→ **Extrait du document**:
-------
Mais nous commençons également à entrevoir quelque chose d’étrange dans notre voisinage – des traces d’hominines anciennes et inconnues que nous n’avons jamais vues auparavant.

“Chacun de nous porte en lui les traces génétiques de ces brassages passés”, a déclaré le biologiste João Teixeira, de l’université d’Adélaïde.

“Ces groupes archaïques étaient très répandus et génétiquement diversifiés, et ils survivent en chacun de nous. Leur histoire fait partie intégrante de la façon dont nous sommes apparus.”

Après avoir analysé de près la littérature existante, Teixeira et son collègue biologiste Alan Cooper ont identifié deux de ces ancêtres “fantômes” dans l’ADN moderne. Le premier, identifié dans l’ADN eurasien avec l’aide de l’intelligence artificielle, a fait l’objet d’une large diffusion au début de cette année.
-------
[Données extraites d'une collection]
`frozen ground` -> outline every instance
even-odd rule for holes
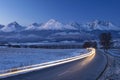
[[[120,49],[109,51],[108,67],[99,80],[120,80]]]
[[[83,53],[87,53],[87,50],[0,48],[0,71],[65,59]]]

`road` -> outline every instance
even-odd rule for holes
[[[95,55],[81,60],[1,80],[96,80],[106,63],[106,56],[97,51]]]

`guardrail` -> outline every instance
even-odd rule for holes
[[[46,62],[46,63],[42,63],[42,64],[36,64],[36,65],[31,65],[31,66],[19,67],[19,68],[15,68],[15,69],[9,69],[9,70],[4,71],[5,73],[0,74],[0,79],[19,75],[19,74],[24,74],[24,73],[28,73],[28,72],[32,72],[32,71],[36,71],[36,70],[41,70],[44,68],[48,68],[48,67],[68,63],[68,62],[72,62],[72,61],[79,60],[79,59],[82,59],[82,58],[85,58],[85,57],[95,54],[95,49],[89,48],[88,50],[89,50],[88,53],[81,54],[79,56],[75,56],[75,57],[71,57],[71,58]]]

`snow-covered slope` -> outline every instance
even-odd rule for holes
[[[39,29],[40,26],[41,26],[41,24],[32,23],[32,24],[28,25],[25,30],[37,30],[37,29]]]
[[[3,27],[4,27],[4,25],[1,25],[1,24],[0,24],[0,29],[3,28]]]
[[[120,31],[120,27],[112,24],[108,21],[95,20],[92,22],[87,22],[85,24],[80,24],[73,22],[71,24],[63,24],[57,20],[50,19],[49,21],[39,24],[33,23],[28,25],[26,28],[19,25],[17,22],[12,22],[7,26],[0,25],[0,30],[3,32],[18,32],[21,30],[80,30],[80,31],[93,31],[93,30],[114,30]]]
[[[41,27],[39,27],[40,30],[66,30],[66,29],[76,29],[73,26],[70,25],[64,25],[54,19],[50,19],[48,22],[44,23]]]
[[[97,39],[98,35],[105,31],[111,31],[114,38],[120,38],[120,27],[108,21],[95,20],[84,24],[78,22],[63,24],[50,19],[45,23],[33,23],[26,27],[12,22],[6,26],[0,25],[0,41],[83,41]]]
[[[83,24],[83,28],[85,28],[88,31],[92,31],[92,30],[114,30],[114,31],[119,31],[120,30],[120,27],[115,26],[111,22],[98,21],[98,20]]]
[[[17,22],[12,22],[12,23],[9,23],[7,26],[4,26],[3,28],[1,28],[1,31],[3,31],[3,32],[18,32],[23,29],[24,29],[24,27],[19,25]]]

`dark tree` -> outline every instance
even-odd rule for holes
[[[110,32],[100,34],[100,44],[103,46],[104,51],[110,49],[112,45],[112,36]]]
[[[91,47],[91,43],[90,42],[85,42],[83,44],[83,48],[89,48],[89,47]]]

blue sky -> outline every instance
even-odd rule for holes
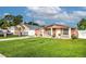
[[[85,7],[0,7],[0,18],[5,14],[23,15],[24,22],[41,25],[64,24],[76,26],[86,17]]]

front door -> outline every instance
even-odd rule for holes
[[[61,29],[57,29],[57,30],[56,30],[56,37],[57,37],[57,38],[60,38],[60,37],[61,37]]]

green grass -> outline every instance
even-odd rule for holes
[[[0,36],[0,39],[14,38],[14,37],[19,37],[19,36],[17,35],[9,35],[7,37]],[[21,37],[25,37],[25,36],[21,36]]]
[[[0,53],[13,57],[85,57],[85,39],[28,38],[22,40],[0,41]]]

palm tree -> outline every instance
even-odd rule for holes
[[[23,22],[22,15],[14,16],[13,24],[14,24],[14,26],[16,26],[16,28],[19,30],[19,36],[22,36],[22,31],[21,31],[22,28],[17,27],[17,25],[21,25],[22,22]]]
[[[7,30],[8,28],[10,27],[10,24],[7,20],[2,18],[0,20],[2,23],[1,23],[1,29],[3,29],[3,36],[7,37]]]

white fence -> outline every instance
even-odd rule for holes
[[[86,30],[78,30],[78,38],[86,39]]]

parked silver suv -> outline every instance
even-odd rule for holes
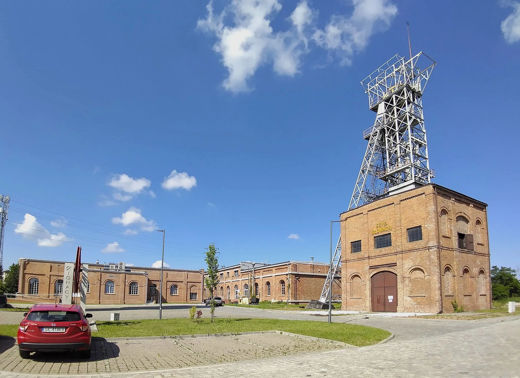
[[[219,296],[213,297],[213,300],[215,301],[215,306],[224,306],[224,303],[222,301],[222,298]],[[211,298],[208,298],[206,299],[206,306],[211,305]]]

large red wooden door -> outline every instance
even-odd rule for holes
[[[372,310],[397,312],[397,276],[392,272],[380,272],[370,280]]]

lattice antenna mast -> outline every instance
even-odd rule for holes
[[[427,184],[435,177],[428,161],[421,97],[436,64],[422,51],[409,60],[395,55],[361,82],[376,116],[363,134],[368,145],[349,210]]]
[[[7,221],[7,211],[9,210],[8,195],[0,194],[0,267],[4,269],[4,234],[5,225]]]

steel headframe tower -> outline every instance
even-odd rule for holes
-------
→ **Consigne**: Reprenez fidèlement le passage de l'extrait sur les hominines anciennes qui s'ouvre sur les mots contenant « Après avoir analysé » et se clôt sur « de cette année. ». Les enregistrements ne jouent aucun rôle ici.

→ **Résultat**:
Après avoir analysé de près la littérature existante, Teixeira et son collègue biologiste Alan Cooper ont identifié deux de ces ancêtres “fantômes” dans l’ADN moderne. Le premier, identifié dans l’ADN eurasien avec l’aide de l’intelligence artificielle, a fait l’objet d’une large diffusion au début de cette année.